--- Listed records Enclosed Below ---

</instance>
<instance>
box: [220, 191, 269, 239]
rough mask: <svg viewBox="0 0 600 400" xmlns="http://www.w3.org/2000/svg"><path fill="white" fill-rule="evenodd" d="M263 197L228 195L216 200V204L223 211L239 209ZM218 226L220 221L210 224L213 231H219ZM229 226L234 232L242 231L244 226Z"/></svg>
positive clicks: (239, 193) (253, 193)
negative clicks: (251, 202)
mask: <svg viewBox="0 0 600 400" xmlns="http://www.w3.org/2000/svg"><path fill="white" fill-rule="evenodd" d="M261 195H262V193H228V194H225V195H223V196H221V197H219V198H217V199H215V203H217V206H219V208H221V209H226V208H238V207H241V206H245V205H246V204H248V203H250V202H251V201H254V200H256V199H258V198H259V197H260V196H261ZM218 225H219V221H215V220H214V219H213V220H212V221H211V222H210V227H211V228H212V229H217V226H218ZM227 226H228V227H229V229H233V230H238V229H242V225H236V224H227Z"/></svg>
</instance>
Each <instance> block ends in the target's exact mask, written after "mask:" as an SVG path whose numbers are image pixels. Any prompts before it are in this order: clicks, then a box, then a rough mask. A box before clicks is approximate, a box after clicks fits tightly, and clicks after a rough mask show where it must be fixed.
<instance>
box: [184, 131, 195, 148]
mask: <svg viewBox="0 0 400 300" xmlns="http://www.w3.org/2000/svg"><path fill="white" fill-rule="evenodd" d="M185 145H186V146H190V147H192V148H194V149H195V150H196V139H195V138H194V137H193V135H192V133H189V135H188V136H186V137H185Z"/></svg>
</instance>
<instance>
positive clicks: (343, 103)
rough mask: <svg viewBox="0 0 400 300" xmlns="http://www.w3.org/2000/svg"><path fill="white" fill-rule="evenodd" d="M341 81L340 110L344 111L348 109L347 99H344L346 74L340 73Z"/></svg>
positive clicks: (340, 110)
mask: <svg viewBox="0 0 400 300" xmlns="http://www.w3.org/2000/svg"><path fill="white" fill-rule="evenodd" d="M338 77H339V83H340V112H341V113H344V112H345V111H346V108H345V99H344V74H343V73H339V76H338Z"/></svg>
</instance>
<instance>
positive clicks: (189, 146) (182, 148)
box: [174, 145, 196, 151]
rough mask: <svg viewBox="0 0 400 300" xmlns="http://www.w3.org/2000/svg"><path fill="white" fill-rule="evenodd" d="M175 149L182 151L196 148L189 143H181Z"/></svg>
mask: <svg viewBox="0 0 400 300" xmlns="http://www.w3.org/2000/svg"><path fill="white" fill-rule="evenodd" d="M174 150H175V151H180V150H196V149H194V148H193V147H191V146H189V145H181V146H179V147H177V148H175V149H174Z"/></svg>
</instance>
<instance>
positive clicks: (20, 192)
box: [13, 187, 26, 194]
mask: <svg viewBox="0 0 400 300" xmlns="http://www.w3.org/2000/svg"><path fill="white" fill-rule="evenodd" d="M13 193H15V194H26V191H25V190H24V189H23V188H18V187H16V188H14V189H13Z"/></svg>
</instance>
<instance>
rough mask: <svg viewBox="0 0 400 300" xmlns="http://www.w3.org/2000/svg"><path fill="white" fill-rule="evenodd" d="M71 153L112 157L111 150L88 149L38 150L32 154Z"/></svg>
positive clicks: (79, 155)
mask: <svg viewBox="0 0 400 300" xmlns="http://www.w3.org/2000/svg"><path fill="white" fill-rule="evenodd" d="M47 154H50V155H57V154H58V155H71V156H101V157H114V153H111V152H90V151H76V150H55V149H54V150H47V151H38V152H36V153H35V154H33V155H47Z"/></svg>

--- End of Enclosed Listed records ---

**The problem**. Copy all the records above precisely.

**Result of the exercise**.
</instance>
<instance>
box: [220, 191, 269, 239]
rough mask: <svg viewBox="0 0 600 400" xmlns="http://www.w3.org/2000/svg"><path fill="white" fill-rule="evenodd" d="M263 197L228 195L216 200V204L223 211L239 209ZM218 226L220 221L210 224L213 231H219ZM229 226L234 232L242 231L244 226Z"/></svg>
positive clicks: (239, 193) (253, 193)
negative clicks: (251, 202)
mask: <svg viewBox="0 0 600 400" xmlns="http://www.w3.org/2000/svg"><path fill="white" fill-rule="evenodd" d="M261 195H262V193H228V194H225V195H223V196H221V197H219V198H217V199H215V203H217V206H219V208H221V209H226V208H238V207H241V206H245V205H246V204H248V203H250V202H251V201H254V200H256V199H258V198H259V197H260V196H261ZM218 225H219V221H215V220H214V219H213V220H212V221H211V222H210V227H211V228H212V229H217V226H218ZM227 226H228V227H229V229H233V230H238V229H242V225H236V224H227Z"/></svg>
</instance>
Each <instance> block ends in the target's exact mask, written after "mask:" as an SVG path whose numbers are image pixels. Any prompts before it are in this order: clicks, then a box, then a rough mask. A box before clicks is approximate, a box after clicks fits tightly, and clicks after a rough mask show where it must be fixed.
<instance>
box: [184, 131, 195, 148]
mask: <svg viewBox="0 0 400 300" xmlns="http://www.w3.org/2000/svg"><path fill="white" fill-rule="evenodd" d="M185 145H186V146H190V147H192V148H194V149H195V150H196V139H195V138H194V137H193V135H192V133H189V135H188V136H186V137H185Z"/></svg>
</instance>
<instance>
positive clicks: (343, 103)
rough mask: <svg viewBox="0 0 400 300" xmlns="http://www.w3.org/2000/svg"><path fill="white" fill-rule="evenodd" d="M341 81L340 110L344 111L348 109L347 99H344L346 74L340 73Z"/></svg>
positive clicks: (340, 110)
mask: <svg viewBox="0 0 400 300" xmlns="http://www.w3.org/2000/svg"><path fill="white" fill-rule="evenodd" d="M338 77H339V83H340V112H341V113H344V112H345V111H346V108H345V99H344V74H343V73H339V76H338Z"/></svg>
</instance>
<instance>
positive clicks: (189, 146) (182, 148)
box: [174, 145, 196, 151]
rough mask: <svg viewBox="0 0 400 300" xmlns="http://www.w3.org/2000/svg"><path fill="white" fill-rule="evenodd" d="M175 149L182 151L196 148L189 143H181Z"/></svg>
mask: <svg viewBox="0 0 400 300" xmlns="http://www.w3.org/2000/svg"><path fill="white" fill-rule="evenodd" d="M174 150H175V151H180V150H196V149H194V148H193V147H191V146H189V145H181V146H179V147H177V148H175V149H174Z"/></svg>
</instance>
<instance>
positive clicks: (20, 192)
box: [13, 187, 26, 194]
mask: <svg viewBox="0 0 400 300" xmlns="http://www.w3.org/2000/svg"><path fill="white" fill-rule="evenodd" d="M13 193H15V194H26V191H25V190H24V189H23V188H18V187H16V188H14V189H13Z"/></svg>
</instance>
<instance>
rough mask: <svg viewBox="0 0 400 300" xmlns="http://www.w3.org/2000/svg"><path fill="white" fill-rule="evenodd" d="M71 153L112 157L111 150L88 149L38 150L32 154Z"/></svg>
positive clicks: (79, 155)
mask: <svg viewBox="0 0 400 300" xmlns="http://www.w3.org/2000/svg"><path fill="white" fill-rule="evenodd" d="M47 154H50V155H57V154H58V155H71V156H101V157H114V153H111V152H90V151H76V150H55V149H54V150H47V151H38V152H36V153H35V154H33V155H47Z"/></svg>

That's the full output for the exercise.